▶ Consigne à suivre:
Mettez à jour le texte cité en recopiant le segment qui va de « C’est tellement vrai » à « d’égal à égal. » inclus, avec « USA » remplacé par « États-Unis ».

▶ Texte cité:
---+---

C’est tellement vrai que chacun peut le constater dans les images négatives que la majorité écrasante des élites intellectuelles et politiques africaines ont d’elles-mêmes, de leurs pays et de l’Afrique. A force de répéter que nous sommes "pauvres", "arriérés", "faibles" "divisés et incapables de nous unir", nous avons fini par le devenir au bout de 44 ans seulement, entre 1960 et 2004.

A l’inverse, la Chine populaire de Mao Tse Toung, que le reste du monde méprisait en 1960 mais qui s’est dotée d’une élite intellectuelle nationaliste, déterminée à recoller "les mille morceaux" de Chine créés par les puissances impérialistes européennes (cf. guerre de l’opium et ses seigneurs de la guerre) se dresse fièrement aujourd’hui face aux USA avec lesquels, la Chine traite d’égal à égal.

En ce début d’année, il me paraît important de partager mon diagnostic de la vie politique et sociale de notre pays en 2003, livrer mes réflexions, mes espoirs et mes espérances pour 2004 dans un esprit de "positivité lucide".

Une excellente pluviométrie 2003 a autorisé le sourire sur tous les visages de tous les agriculteurs et éleveurs (90 % des Burkinabè) même si ici et là, les inondations ont fait des dégâts. En Europe, on dit, "Quand le bâtiment va bien, tout va bien" ! Au Burkina Faso, "Quand la pluviométrie va bien, tout va bien," ! Et comme aimait à le répéter, le regretté Harouna Idani, (1) père d’un ami : "laa n gâand ti kom ka vêer ye" !

---+---

▶ Extraits de données:
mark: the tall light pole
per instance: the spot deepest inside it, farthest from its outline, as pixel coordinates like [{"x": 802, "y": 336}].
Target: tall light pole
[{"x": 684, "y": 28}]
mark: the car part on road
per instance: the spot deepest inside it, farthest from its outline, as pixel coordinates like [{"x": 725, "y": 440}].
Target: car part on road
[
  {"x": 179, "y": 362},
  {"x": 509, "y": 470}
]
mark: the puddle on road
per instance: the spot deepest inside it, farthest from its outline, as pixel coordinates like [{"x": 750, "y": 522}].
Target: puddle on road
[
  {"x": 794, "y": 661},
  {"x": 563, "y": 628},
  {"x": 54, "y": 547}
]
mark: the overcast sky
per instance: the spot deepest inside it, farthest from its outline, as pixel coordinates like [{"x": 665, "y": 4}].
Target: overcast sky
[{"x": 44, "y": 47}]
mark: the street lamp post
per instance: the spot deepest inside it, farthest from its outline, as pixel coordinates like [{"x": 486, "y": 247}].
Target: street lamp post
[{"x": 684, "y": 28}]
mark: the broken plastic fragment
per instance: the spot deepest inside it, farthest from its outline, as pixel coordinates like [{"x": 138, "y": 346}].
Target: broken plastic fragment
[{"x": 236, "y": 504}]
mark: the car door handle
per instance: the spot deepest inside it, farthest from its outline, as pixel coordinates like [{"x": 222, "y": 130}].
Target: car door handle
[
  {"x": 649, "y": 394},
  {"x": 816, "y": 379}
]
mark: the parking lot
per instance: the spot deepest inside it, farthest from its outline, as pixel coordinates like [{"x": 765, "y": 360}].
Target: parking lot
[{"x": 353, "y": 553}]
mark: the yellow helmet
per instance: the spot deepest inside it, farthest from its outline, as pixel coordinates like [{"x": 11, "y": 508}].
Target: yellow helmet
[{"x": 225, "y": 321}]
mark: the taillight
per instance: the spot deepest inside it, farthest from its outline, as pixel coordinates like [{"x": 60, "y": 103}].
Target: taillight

---+---

▶ Réponse attendue:
C’est tellement vrai que chacun peut le constater dans les images négatives que la majorité écrasante des élites intellectuelles et politiques africaines ont d’elles-mêmes, de leurs pays et de l’Afrique. A force de répéter que nous sommes "pauvres", "arriérés", "faibles" "divisés et incapables de nous unir", nous avons fini par le devenir au bout de 44 ans seulement, entre 1960 et 2004.

A l’inverse, la Chine populaire de Mao Tse Toung, que le reste du monde méprisait en 1960 mais qui s’est dotée d’une élite intellectuelle nationaliste, déterminée à recoller "les mille morceaux" de Chine créés par les puissances impérialistes européennes (cf. guerre de l’opium et ses seigneurs de la guerre) se dresse fièrement aujourd’hui face aux États-Unis avec lesquels, la Chine traite d’égal à égal.